* **Assignment**: Word by word and line by line, write out all of the records.
- - -
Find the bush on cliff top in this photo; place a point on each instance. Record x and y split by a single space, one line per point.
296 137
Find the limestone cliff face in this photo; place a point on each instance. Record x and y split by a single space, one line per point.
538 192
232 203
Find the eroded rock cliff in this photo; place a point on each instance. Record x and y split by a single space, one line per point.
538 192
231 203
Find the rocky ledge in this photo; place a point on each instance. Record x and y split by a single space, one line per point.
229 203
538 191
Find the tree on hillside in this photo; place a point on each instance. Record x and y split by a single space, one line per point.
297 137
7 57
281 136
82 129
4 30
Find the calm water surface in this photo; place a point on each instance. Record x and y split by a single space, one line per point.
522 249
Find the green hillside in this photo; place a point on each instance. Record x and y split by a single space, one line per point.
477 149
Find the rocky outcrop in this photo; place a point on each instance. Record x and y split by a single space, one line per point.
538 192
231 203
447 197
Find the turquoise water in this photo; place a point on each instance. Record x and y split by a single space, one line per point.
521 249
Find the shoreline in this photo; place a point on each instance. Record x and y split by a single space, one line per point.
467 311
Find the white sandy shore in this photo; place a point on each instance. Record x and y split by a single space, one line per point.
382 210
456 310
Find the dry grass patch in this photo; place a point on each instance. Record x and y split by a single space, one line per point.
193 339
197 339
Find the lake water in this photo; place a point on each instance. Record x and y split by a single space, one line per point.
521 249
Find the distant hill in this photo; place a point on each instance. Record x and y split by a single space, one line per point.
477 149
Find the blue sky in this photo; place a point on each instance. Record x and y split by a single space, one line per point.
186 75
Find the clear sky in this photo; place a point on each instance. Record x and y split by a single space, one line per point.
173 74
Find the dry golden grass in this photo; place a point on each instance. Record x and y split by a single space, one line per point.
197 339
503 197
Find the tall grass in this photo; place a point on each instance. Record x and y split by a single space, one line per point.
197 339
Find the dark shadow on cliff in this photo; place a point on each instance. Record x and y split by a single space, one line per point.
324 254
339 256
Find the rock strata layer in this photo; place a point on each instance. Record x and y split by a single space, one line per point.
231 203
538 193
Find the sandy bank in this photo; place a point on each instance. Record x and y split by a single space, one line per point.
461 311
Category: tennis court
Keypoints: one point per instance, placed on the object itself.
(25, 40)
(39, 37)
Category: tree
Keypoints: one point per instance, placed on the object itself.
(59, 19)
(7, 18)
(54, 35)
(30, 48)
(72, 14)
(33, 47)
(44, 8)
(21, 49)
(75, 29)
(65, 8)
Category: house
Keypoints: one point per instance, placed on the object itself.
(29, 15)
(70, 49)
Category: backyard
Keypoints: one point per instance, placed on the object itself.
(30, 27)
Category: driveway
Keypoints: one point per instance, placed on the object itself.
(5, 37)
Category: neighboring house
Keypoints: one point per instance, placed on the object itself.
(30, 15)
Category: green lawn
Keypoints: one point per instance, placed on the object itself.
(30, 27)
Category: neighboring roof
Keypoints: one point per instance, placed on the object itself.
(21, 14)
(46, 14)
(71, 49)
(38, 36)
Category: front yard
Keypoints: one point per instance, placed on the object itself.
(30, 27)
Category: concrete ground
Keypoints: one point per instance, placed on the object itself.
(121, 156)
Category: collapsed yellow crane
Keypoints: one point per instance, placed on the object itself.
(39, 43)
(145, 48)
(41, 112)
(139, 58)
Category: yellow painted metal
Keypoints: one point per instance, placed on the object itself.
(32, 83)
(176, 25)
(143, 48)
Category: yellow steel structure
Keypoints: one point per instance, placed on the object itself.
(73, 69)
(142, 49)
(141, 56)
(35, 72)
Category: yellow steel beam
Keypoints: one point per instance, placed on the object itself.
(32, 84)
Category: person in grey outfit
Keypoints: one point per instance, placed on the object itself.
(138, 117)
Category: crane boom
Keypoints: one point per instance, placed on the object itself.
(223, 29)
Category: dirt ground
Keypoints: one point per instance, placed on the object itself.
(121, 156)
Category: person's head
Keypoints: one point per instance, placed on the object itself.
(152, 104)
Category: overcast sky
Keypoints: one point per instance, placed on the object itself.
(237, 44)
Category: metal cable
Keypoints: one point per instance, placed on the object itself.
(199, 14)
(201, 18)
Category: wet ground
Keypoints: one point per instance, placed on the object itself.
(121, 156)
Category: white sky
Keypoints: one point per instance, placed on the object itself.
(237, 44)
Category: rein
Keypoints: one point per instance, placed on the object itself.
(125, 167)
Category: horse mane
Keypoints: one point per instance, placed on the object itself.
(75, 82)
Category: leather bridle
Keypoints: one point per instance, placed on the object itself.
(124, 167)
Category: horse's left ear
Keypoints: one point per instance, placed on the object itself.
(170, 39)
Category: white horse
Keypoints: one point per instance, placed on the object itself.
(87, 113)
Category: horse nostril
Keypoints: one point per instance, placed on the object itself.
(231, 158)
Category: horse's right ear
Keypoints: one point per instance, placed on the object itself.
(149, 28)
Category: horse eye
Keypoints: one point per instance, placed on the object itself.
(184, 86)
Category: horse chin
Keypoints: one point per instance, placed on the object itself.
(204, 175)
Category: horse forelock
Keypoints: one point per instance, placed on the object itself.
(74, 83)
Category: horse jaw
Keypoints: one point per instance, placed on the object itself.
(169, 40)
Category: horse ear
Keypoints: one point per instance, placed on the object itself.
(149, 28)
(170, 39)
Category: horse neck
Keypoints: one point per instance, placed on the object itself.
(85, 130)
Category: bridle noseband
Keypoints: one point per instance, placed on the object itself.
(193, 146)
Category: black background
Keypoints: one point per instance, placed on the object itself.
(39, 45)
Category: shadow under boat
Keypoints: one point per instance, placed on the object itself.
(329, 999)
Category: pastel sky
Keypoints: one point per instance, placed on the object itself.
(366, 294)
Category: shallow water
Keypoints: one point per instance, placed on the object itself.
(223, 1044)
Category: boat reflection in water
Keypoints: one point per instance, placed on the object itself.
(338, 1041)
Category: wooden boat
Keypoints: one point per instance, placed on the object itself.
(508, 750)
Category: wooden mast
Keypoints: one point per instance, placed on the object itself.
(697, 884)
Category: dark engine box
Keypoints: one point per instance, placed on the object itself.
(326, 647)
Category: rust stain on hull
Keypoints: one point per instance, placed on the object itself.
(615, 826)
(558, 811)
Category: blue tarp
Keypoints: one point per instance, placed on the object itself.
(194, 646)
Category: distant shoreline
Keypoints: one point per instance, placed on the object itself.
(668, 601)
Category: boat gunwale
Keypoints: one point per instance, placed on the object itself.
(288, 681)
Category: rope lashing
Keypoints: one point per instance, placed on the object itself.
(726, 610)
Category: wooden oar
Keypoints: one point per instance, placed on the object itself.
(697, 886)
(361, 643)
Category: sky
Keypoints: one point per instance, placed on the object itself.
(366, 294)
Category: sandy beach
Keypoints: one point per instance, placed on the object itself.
- - -
* **Worked solution**:
Find the bush on cliff top in this photo; place a point on each instance. Record x and y split by a single space, one line per point.
296 137
Find the limestone cliff face in this photo; place a point on each instance. Record x and y split by a single space, one line per point.
538 192
232 203
Find the eroded rock cliff in this photo; place a point on each instance. Record x and y split by a single space, one line per point.
538 192
231 203
Find the rocky ledge in this photo; place a point on each instance. Record x and y split by a single space, one line per point.
229 203
538 191
Find the tree on hillside in this photo; place a point on each instance. Record x and y split by a single space, one line per point.
297 137
7 57
281 136
82 129
4 30
Find the calm water surface in this photo; place a point on each instance. Record x and y split by a single space, one line per point.
522 249
Find the green hillside in this photo; place a point on each instance. Record x and y split by a single space, one line per point.
477 149
Find the rocky outcrop in this photo; place a point on each instance. Record x and y split by a single space, one line per point.
538 192
231 203
447 197
Find the turquoise water in this photo; place a point on each instance. Record x and y split by a single space, one line per point.
521 249
Find the shoreline in this photo; place a point on each instance. Record x and y split by a single space, one line per point.
467 311
Find the white sandy shore in this photo; place a point on each instance. Record x and y split by a single space, one line per point.
382 210
456 310
Find the dry grass patch in this photo; place a point on each instance. Record x and y split by a single space, one line per point.
193 339
197 339
Find the lake water in this photo; place a point on each instance. Record x and y split by a single space, one line per point.
521 249
Find the distant hill in this photo; place a point on each instance. Record x and y split by a single space, one line per point.
477 149
Find the blue sky in this photo; place a point on each instance. Record x and y split by a single space, one line per point.
186 75
Find the clear sky in this photo; place a point on each instance. Record x and y split by a single space, one line per point.
173 74
Find the dry golden grass in this photo; place a point on each instance. Record x and y split by a single space, one line per point.
197 339
503 197
Find the tall grass in this photo; place a point on each instance. Record x and y split by a single space, one line per point.
197 339
Find the dark shadow on cliff in this photo; place a point on each instance. Record x and y split by a single space, one line per point.
324 254
339 256
Find the rock strata layer in this photo; place a point on each instance. Record x and y split by a single space, one line per point.
231 203
538 193
Find the sandy bank in this photo; place a point on each instance. Record x and y split by a single space, one line per point.
461 311
Category: tennis court
Keypoints: one point per instance, placed on the object itself.
(25, 40)
(39, 37)
Category: tree
Keypoints: one point per instance, placed on the object itself.
(59, 19)
(7, 18)
(54, 35)
(30, 48)
(72, 14)
(33, 47)
(44, 8)
(21, 49)
(75, 29)
(65, 8)
Category: house
Keypoints: one point per instance, placed on the object itself.
(29, 15)
(70, 49)
Category: backyard
Keypoints: one point per instance, placed on the object itself.
(30, 27)
Category: driveway
Keypoints: one point per instance, placed on the object itself.
(5, 37)
Category: neighboring house
Keypoints: one point per instance, placed on the object itself.
(30, 15)
Category: green lawn
Keypoints: one point per instance, placed on the object itself.
(30, 27)
Category: neighboring roof
Keypoints: one point per instance, placed on the object itself.
(21, 14)
(46, 14)
(71, 49)
(38, 36)
Category: front yard
Keypoints: one point per instance, placed on the object itself.
(30, 27)
Category: concrete ground
Keypoints: one point per instance, placed on the object itself.
(121, 156)
Category: collapsed yellow crane
Keypoints: one point per instance, placed on the object itself.
(39, 43)
(145, 48)
(41, 112)
(139, 58)
Category: yellow painted metal
Keypoints: one point per instance, placed on the object itself.
(32, 83)
(176, 25)
(143, 48)
Category: yellow steel structure
Keypoints: one point per instance, placed on the object itself.
(73, 69)
(142, 49)
(141, 56)
(35, 72)
Category: yellow steel beam
Keypoints: one point per instance, placed on the object itself.
(32, 84)
Category: person in grey outfit
Keypoints: one point per instance, placed on the object itself.
(138, 117)
Category: crane boom
Keypoints: one point per instance, placed on the object itself.
(223, 29)
Category: dirt ground
Keypoints: one point per instance, placed on the object itself.
(121, 156)
Category: person's head
Keypoints: one point per instance, placed on the object itself.
(152, 104)
Category: overcast sky
Keypoints: one point per instance, placed on the object itself.
(237, 44)
Category: metal cable
Keypoints: one point per instance, placed on the object itself.
(199, 14)
(201, 18)
Category: wet ground
Keypoints: one point per instance, placed on the object itself.
(121, 156)
Category: white sky
Keypoints: one point per instance, placed on the object itself.
(237, 44)
Category: rein
Keypoints: one point per instance, placed on the object itself.
(125, 167)
Category: horse mane
Keypoints: one point per instance, placed on the object itself.
(75, 82)
Category: leather bridle
Keypoints: one point per instance, placed on the object itself.
(124, 167)
Category: horse's left ear
Keypoints: one point per instance, placed on the object itself.
(170, 39)
Category: white horse
Keypoints: one point per instance, placed on the object itself.
(87, 113)
Category: horse nostril
Keypoints: one point per instance, placed on the object itself.
(231, 158)
Category: horse's right ear
Keypoints: one point per instance, placed on the object itself.
(149, 28)
Category: horse eye
Keypoints: one point per instance, placed on the object itself.
(184, 86)
Category: horse chin
Keypoints: one point per instance, placed on the object itself.
(204, 175)
Category: horse forelock
Keypoints: one point per instance, placed on the object itself.
(74, 83)
Category: horse jaw
Keypoints: one point per instance, placed on the object itself.
(169, 40)
Category: horse ear
Keypoints: one point per instance, placed on the object itself.
(149, 28)
(170, 39)
Category: horse neck
Keypoints: one point per instance, placed on the object itself.
(85, 130)
Category: bridle noseband
Keypoints: one point per instance, placed on the object itself.
(193, 146)
Category: black background
Keypoints: one point per instance, placed on the object itself.
(39, 45)
Category: shadow under boat
Keypoints: one point per instance, placed on the object itself.
(329, 999)
Category: pastel sky
Keypoints: one point per instance, placed on the object itself.
(366, 294)
Category: shallow water
Keypoints: one point per instance, placed on the object itself.
(223, 1044)
Category: boat reflection in water
Keypoints: one point per instance, placed on the object itself.
(338, 1041)
Category: wooden boat
Keypoints: one point per instance, placed on the object itself.
(508, 750)
Category: wooden mast
Keypoints: one point per instance, placed on the object itself.
(697, 884)
Category: dark engine box
Keypoints: one point per instance, placed on the object itself.
(326, 647)
Category: rust stain on hull
Keypoints: one point per instance, placed on the object itself.
(615, 826)
(558, 811)
Category: blue tarp
Keypoints: one point per instance, placed on the object itself.
(194, 646)
Category: distant shoreline
Keypoints: one point per instance, placed on the object itself.
(668, 601)
Category: boat gunwale
Keypoints: one point per instance, placed on the object itself.
(288, 681)
Category: rope lashing
Keypoints: one point per instance, placed on the object itself.
(726, 610)
Category: wooden oar
Keypoints: one point per instance, placed on the object itself.
(697, 886)
(361, 643)
Category: sky
Keypoints: one point per instance, placed on the object itself.
(366, 294)
Category: sandy beach
Keypoints: one point per instance, placed on the object itself.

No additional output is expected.